(Stored items from a collection)

------------------------------------------------

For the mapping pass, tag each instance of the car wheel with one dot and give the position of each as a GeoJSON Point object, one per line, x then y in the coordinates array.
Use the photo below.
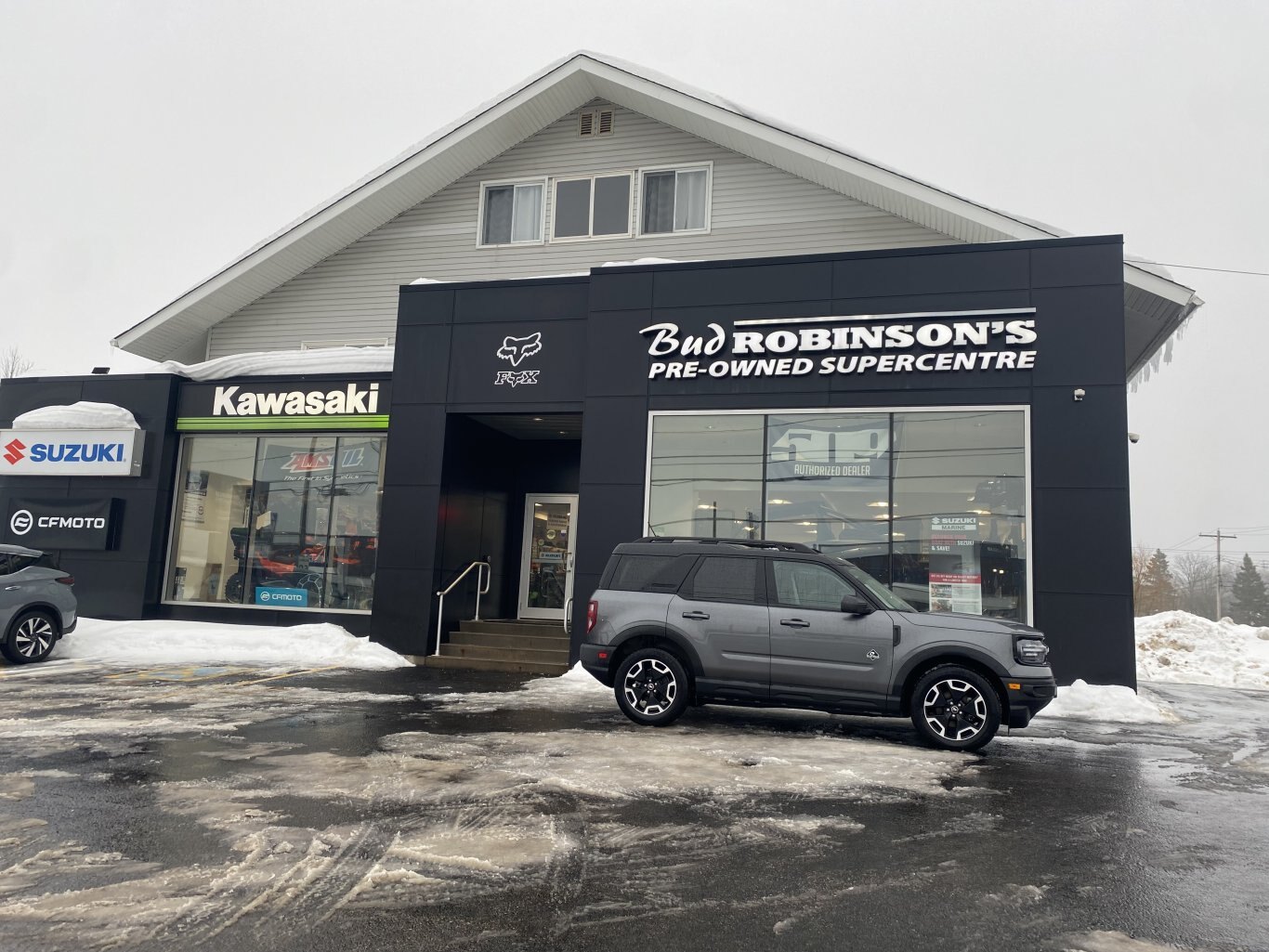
{"type": "Point", "coordinates": [651, 687]}
{"type": "Point", "coordinates": [956, 709]}
{"type": "Point", "coordinates": [31, 637]}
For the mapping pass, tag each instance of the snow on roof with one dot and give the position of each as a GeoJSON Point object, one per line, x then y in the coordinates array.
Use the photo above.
{"type": "Point", "coordinates": [268, 363]}
{"type": "Point", "coordinates": [84, 415]}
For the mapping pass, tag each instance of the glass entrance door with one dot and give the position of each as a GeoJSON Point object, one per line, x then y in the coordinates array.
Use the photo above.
{"type": "Point", "coordinates": [546, 563]}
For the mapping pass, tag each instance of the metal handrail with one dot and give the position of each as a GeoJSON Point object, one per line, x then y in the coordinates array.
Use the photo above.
{"type": "Point", "coordinates": [484, 573]}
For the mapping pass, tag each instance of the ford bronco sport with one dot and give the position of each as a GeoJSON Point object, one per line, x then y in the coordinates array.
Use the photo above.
{"type": "Point", "coordinates": [694, 620]}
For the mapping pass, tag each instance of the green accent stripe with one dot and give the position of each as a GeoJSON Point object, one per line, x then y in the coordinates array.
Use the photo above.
{"type": "Point", "coordinates": [364, 422]}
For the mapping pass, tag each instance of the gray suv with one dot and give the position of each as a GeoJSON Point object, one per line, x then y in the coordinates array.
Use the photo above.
{"type": "Point", "coordinates": [687, 620]}
{"type": "Point", "coordinates": [37, 605]}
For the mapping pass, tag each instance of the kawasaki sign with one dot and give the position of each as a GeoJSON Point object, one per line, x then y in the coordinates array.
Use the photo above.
{"type": "Point", "coordinates": [273, 405]}
{"type": "Point", "coordinates": [30, 452]}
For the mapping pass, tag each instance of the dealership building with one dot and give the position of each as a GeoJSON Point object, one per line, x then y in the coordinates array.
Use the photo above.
{"type": "Point", "coordinates": [741, 332]}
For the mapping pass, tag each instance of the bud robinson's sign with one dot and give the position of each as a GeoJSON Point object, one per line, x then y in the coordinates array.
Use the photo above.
{"type": "Point", "coordinates": [897, 343]}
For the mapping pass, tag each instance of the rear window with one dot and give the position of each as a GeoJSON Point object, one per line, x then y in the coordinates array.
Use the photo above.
{"type": "Point", "coordinates": [650, 573]}
{"type": "Point", "coordinates": [721, 579]}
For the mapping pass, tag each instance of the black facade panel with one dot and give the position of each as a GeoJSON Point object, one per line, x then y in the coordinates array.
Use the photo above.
{"type": "Point", "coordinates": [1082, 541]}
{"type": "Point", "coordinates": [1080, 443]}
{"type": "Point", "coordinates": [1079, 266]}
{"type": "Point", "coordinates": [907, 274]}
{"type": "Point", "coordinates": [1091, 636]}
{"type": "Point", "coordinates": [741, 283]}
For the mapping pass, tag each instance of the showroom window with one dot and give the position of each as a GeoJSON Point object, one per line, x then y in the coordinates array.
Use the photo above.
{"type": "Point", "coordinates": [674, 200]}
{"type": "Point", "coordinates": [932, 504]}
{"type": "Point", "coordinates": [277, 521]}
{"type": "Point", "coordinates": [592, 207]}
{"type": "Point", "coordinates": [512, 212]}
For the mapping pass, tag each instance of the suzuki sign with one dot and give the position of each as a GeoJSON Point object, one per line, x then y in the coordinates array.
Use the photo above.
{"type": "Point", "coordinates": [72, 452]}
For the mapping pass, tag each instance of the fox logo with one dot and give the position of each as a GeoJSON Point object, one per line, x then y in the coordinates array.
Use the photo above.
{"type": "Point", "coordinates": [516, 349]}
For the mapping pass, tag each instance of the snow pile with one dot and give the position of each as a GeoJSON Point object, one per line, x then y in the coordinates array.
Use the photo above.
{"type": "Point", "coordinates": [200, 643]}
{"type": "Point", "coordinates": [83, 415]}
{"type": "Point", "coordinates": [1105, 702]}
{"type": "Point", "coordinates": [335, 359]}
{"type": "Point", "coordinates": [1179, 646]}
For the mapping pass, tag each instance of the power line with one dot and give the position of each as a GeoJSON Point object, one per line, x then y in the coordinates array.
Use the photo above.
{"type": "Point", "coordinates": [1200, 268]}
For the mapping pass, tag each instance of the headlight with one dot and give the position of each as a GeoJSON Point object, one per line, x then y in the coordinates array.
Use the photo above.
{"type": "Point", "coordinates": [1030, 651]}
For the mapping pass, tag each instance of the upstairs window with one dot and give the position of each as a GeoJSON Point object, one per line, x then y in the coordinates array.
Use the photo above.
{"type": "Point", "coordinates": [512, 212]}
{"type": "Point", "coordinates": [674, 200]}
{"type": "Point", "coordinates": [595, 206]}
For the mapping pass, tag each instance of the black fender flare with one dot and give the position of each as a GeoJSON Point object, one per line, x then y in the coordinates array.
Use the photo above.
{"type": "Point", "coordinates": [661, 633]}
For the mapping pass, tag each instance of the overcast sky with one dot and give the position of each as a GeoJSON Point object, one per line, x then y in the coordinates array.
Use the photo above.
{"type": "Point", "coordinates": [149, 144]}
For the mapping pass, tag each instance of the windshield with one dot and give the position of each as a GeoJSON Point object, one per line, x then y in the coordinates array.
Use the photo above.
{"type": "Point", "coordinates": [874, 588]}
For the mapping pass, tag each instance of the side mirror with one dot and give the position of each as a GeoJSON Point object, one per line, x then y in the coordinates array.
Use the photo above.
{"type": "Point", "coordinates": [853, 605]}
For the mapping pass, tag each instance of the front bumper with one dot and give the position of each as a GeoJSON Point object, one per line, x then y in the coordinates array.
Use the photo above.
{"type": "Point", "coordinates": [1028, 697]}
{"type": "Point", "coordinates": [596, 665]}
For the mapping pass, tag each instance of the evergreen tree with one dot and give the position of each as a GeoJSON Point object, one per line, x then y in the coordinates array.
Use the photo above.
{"type": "Point", "coordinates": [1250, 602]}
{"type": "Point", "coordinates": [1158, 591]}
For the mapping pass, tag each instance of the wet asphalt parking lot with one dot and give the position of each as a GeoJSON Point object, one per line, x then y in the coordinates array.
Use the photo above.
{"type": "Point", "coordinates": [229, 807]}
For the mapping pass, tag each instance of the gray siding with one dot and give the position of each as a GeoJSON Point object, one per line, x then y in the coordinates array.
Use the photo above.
{"type": "Point", "coordinates": [756, 211]}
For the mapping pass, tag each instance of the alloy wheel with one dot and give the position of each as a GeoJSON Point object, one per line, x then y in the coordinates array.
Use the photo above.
{"type": "Point", "coordinates": [650, 687]}
{"type": "Point", "coordinates": [954, 710]}
{"type": "Point", "coordinates": [33, 637]}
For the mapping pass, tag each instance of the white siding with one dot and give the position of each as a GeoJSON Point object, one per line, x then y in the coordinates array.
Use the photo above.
{"type": "Point", "coordinates": [756, 211]}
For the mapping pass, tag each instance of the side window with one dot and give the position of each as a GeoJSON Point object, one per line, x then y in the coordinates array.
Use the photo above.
{"type": "Point", "coordinates": [810, 585]}
{"type": "Point", "coordinates": [722, 579]}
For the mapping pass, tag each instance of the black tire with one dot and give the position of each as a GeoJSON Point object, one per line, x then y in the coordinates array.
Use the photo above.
{"type": "Point", "coordinates": [651, 687]}
{"type": "Point", "coordinates": [954, 709]}
{"type": "Point", "coordinates": [31, 637]}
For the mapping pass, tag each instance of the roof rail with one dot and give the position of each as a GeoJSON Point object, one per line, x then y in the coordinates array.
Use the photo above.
{"type": "Point", "coordinates": [745, 542]}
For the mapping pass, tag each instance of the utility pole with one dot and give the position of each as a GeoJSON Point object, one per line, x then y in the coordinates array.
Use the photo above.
{"type": "Point", "coordinates": [1219, 536]}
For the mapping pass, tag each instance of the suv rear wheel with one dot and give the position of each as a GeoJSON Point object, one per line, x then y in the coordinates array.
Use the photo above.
{"type": "Point", "coordinates": [30, 639]}
{"type": "Point", "coordinates": [954, 709]}
{"type": "Point", "coordinates": [651, 687]}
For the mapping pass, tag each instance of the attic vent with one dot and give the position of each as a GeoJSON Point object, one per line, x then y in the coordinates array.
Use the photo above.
{"type": "Point", "coordinates": [596, 124]}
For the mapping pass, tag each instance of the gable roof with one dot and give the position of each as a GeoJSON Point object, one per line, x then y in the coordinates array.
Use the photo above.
{"type": "Point", "coordinates": [1155, 304]}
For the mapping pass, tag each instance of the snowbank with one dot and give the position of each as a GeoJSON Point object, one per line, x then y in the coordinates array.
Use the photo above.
{"type": "Point", "coordinates": [83, 415]}
{"type": "Point", "coordinates": [335, 359]}
{"type": "Point", "coordinates": [1105, 702]}
{"type": "Point", "coordinates": [1182, 647]}
{"type": "Point", "coordinates": [201, 643]}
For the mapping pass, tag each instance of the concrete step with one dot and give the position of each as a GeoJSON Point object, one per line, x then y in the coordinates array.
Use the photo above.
{"type": "Point", "coordinates": [548, 643]}
{"type": "Point", "coordinates": [491, 664]}
{"type": "Point", "coordinates": [513, 627]}
{"type": "Point", "coordinates": [505, 654]}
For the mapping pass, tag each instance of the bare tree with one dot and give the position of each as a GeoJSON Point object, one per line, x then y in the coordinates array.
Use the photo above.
{"type": "Point", "coordinates": [1195, 577]}
{"type": "Point", "coordinates": [13, 363]}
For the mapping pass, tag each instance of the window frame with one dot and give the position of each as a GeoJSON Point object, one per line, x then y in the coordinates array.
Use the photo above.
{"type": "Point", "coordinates": [502, 183]}
{"type": "Point", "coordinates": [688, 587]}
{"type": "Point", "coordinates": [174, 518]}
{"type": "Point", "coordinates": [572, 239]}
{"type": "Point", "coordinates": [707, 166]}
{"type": "Point", "coordinates": [768, 411]}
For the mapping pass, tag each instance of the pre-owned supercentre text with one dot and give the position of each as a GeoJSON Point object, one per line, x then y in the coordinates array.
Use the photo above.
{"type": "Point", "coordinates": [687, 356]}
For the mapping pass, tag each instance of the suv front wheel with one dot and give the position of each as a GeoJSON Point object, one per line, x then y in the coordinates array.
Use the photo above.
{"type": "Point", "coordinates": [651, 687]}
{"type": "Point", "coordinates": [954, 709]}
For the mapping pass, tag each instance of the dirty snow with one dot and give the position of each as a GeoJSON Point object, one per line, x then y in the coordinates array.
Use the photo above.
{"type": "Point", "coordinates": [263, 363]}
{"type": "Point", "coordinates": [155, 643]}
{"type": "Point", "coordinates": [1182, 647]}
{"type": "Point", "coordinates": [84, 415]}
{"type": "Point", "coordinates": [1105, 702]}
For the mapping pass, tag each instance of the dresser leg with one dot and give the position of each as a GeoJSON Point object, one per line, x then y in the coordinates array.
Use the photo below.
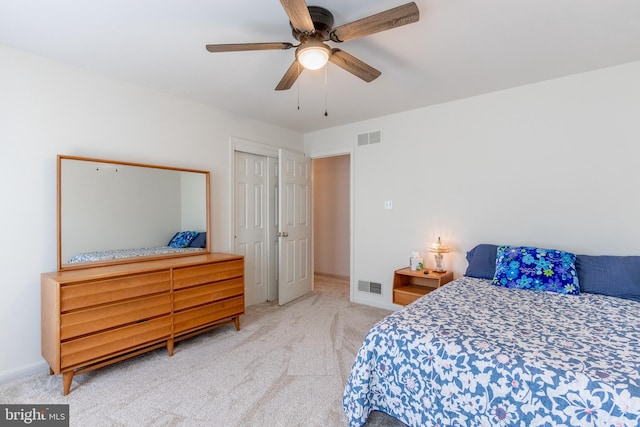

------------------------------------------------

_WHAT IS REQUIRED_.
All that is wanted is a faithful reproduction of the line above with "For the mapping pass, tag each instance of the utility", the line with "For the mapping pass, tag each instance of the concrete", and every line in between.

_OUTPUT_.
For the mapping pass, tag each instance of the utility pole with one dot and give the position of each as a GeoJSON Point object, one per line, x then y in the coordinates array.
Use the photo above.
{"type": "Point", "coordinates": [1219, 536]}
For the mapping pass, tag each instance of the suv rear wheel with one dot and give the position of each as a GeoJSON Point object, one per line, x then y in the coordinates array.
Use the photo above.
{"type": "Point", "coordinates": [30, 639]}
{"type": "Point", "coordinates": [954, 709]}
{"type": "Point", "coordinates": [651, 687]}
For the mapping pass, tag each instance of the attic vent with one dot and give the position of each as a GeoJSON Point object, one per line, x then y in the coordinates array.
Use the photo above.
{"type": "Point", "coordinates": [596, 124]}
For the mapping pass, tag each instance of the gable roof with one dot and give the position of each as a GeoJSON Point object, one per line, x then y in the coordinates array.
Use the photo above.
{"type": "Point", "coordinates": [1155, 304]}
For the mapping pass, tag each instance of the snowbank with one dot and give the position of each as a GeoJSON Point object, one per line, x then y in the coordinates array.
Use the photo above.
{"type": "Point", "coordinates": [83, 415]}
{"type": "Point", "coordinates": [335, 359]}
{"type": "Point", "coordinates": [1105, 702]}
{"type": "Point", "coordinates": [1182, 647]}
{"type": "Point", "coordinates": [201, 643]}
For the mapping pass, tag each instance of the concrete step with one dot and give the position of each as a GeoJSON Point object, one per line, x then y in the coordinates array.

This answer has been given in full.